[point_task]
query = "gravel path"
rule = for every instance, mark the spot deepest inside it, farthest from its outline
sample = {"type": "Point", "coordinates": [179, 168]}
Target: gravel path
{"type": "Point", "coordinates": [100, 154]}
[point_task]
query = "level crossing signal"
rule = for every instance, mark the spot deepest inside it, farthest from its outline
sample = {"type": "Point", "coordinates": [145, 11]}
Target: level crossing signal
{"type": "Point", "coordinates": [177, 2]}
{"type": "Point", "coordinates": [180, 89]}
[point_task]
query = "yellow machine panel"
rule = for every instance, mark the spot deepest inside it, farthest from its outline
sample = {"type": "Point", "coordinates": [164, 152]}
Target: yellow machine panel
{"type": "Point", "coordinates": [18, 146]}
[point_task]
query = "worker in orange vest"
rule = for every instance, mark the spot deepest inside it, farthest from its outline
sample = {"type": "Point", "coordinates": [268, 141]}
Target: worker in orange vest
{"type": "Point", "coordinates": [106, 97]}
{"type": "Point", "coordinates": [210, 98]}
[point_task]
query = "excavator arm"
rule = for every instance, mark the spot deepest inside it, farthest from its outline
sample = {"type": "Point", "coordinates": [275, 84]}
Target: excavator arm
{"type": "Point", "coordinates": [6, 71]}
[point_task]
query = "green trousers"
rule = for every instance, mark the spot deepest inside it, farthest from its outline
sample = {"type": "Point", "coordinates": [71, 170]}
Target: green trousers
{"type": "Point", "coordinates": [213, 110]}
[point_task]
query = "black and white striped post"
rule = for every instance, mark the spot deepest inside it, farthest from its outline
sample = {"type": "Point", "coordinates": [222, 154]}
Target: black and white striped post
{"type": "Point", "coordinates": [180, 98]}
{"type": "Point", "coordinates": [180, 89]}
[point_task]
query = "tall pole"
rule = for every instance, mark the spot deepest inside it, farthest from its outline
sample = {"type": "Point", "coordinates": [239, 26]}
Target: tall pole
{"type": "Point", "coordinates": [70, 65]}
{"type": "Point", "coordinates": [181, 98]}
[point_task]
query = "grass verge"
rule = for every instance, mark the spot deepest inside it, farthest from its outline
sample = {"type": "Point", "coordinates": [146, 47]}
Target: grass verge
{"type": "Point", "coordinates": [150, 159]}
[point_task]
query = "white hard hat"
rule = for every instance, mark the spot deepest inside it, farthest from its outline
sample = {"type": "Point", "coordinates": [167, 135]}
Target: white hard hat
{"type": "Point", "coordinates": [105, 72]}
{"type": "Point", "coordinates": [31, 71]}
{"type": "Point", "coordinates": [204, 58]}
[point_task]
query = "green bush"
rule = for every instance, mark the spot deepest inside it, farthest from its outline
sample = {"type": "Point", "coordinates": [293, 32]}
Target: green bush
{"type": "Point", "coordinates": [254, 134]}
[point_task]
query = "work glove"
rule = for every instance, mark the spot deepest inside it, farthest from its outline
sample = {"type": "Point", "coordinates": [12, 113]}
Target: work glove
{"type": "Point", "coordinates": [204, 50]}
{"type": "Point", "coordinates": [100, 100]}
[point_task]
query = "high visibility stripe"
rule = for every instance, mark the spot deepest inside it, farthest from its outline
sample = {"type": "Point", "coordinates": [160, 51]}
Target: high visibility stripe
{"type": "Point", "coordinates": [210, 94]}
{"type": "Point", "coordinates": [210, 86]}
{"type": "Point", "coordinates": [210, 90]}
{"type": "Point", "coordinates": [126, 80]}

• [What to produce] Word for word, restate all of the records.

• [Exercise answer]
[point_task]
query = "gravel path"
rule = for every instance, mark the spot deepest inside it, farthest from its outline
sample = {"type": "Point", "coordinates": [179, 168]}
Target: gravel path
{"type": "Point", "coordinates": [100, 154]}
[point_task]
query = "level crossing signal"
rule = for every instance, mark the spot deepest inside it, farthest from its outline
sample = {"type": "Point", "coordinates": [145, 11]}
Target: level crossing signal
{"type": "Point", "coordinates": [177, 2]}
{"type": "Point", "coordinates": [180, 89]}
[point_task]
query = "yellow machine panel"
rule = for every instance, mark the spot deepest inside it, farthest from its outline
sample = {"type": "Point", "coordinates": [164, 152]}
Target: yellow machine panel
{"type": "Point", "coordinates": [18, 146]}
[point_task]
query = "worker in orange vest"
rule = for every instance, mark the spot deepest inside it, farthest from its outline
sample = {"type": "Point", "coordinates": [268, 141]}
Target: worker in orange vest
{"type": "Point", "coordinates": [106, 97]}
{"type": "Point", "coordinates": [210, 98]}
[point_task]
query = "excavator arm"
rule = for every instance, mark the spot deepest inside it, farthest from its outline
sample = {"type": "Point", "coordinates": [275, 84]}
Target: excavator arm
{"type": "Point", "coordinates": [6, 71]}
[point_task]
query = "green trousers"
rule = for every instance, mark the spot deepest inside it, farthest from its outline
sample = {"type": "Point", "coordinates": [71, 170]}
Target: green trousers
{"type": "Point", "coordinates": [213, 110]}
[point_task]
query = "black and white striped post"
rule = for every instance, mark the spot deepest inside it, farthest from its outline
sample = {"type": "Point", "coordinates": [222, 154]}
Target: black and white striped post
{"type": "Point", "coordinates": [180, 98]}
{"type": "Point", "coordinates": [180, 89]}
[point_task]
query = "tall pole"
rule = for every instance, mark the spot deepest inside it, farthest from its outline
sample = {"type": "Point", "coordinates": [239, 26]}
Target: tall pole
{"type": "Point", "coordinates": [70, 65]}
{"type": "Point", "coordinates": [181, 98]}
[point_task]
query = "grass verge"
rule = for every instance, mark the spot deepest inside it, farthest from its outline
sample = {"type": "Point", "coordinates": [146, 47]}
Target: grass verge
{"type": "Point", "coordinates": [150, 159]}
[point_task]
query = "white hard hat"
rule = for every instance, mark the spot deepest inside it, farthest from its outline
sample = {"type": "Point", "coordinates": [167, 135]}
Target: white hard hat
{"type": "Point", "coordinates": [105, 72]}
{"type": "Point", "coordinates": [31, 71]}
{"type": "Point", "coordinates": [204, 58]}
[point_task]
query = "green bush"
rule = for every instance, mark the spot deepest inside it, farthest from its outline
sample = {"type": "Point", "coordinates": [293, 32]}
Target: green bush
{"type": "Point", "coordinates": [254, 134]}
[point_task]
query = "work glove"
rule = for every instance, mark the spot deepest inside it, farthest from its outline
sample = {"type": "Point", "coordinates": [12, 113]}
Target: work glove
{"type": "Point", "coordinates": [204, 50]}
{"type": "Point", "coordinates": [100, 100]}
[point_task]
query = "high visibility stripe"
rule = for every instance, mark the spot deepest inside it, farthest from its outline
sample = {"type": "Point", "coordinates": [160, 51]}
Target: high visibility stripe
{"type": "Point", "coordinates": [210, 94]}
{"type": "Point", "coordinates": [210, 86]}
{"type": "Point", "coordinates": [210, 90]}
{"type": "Point", "coordinates": [126, 80]}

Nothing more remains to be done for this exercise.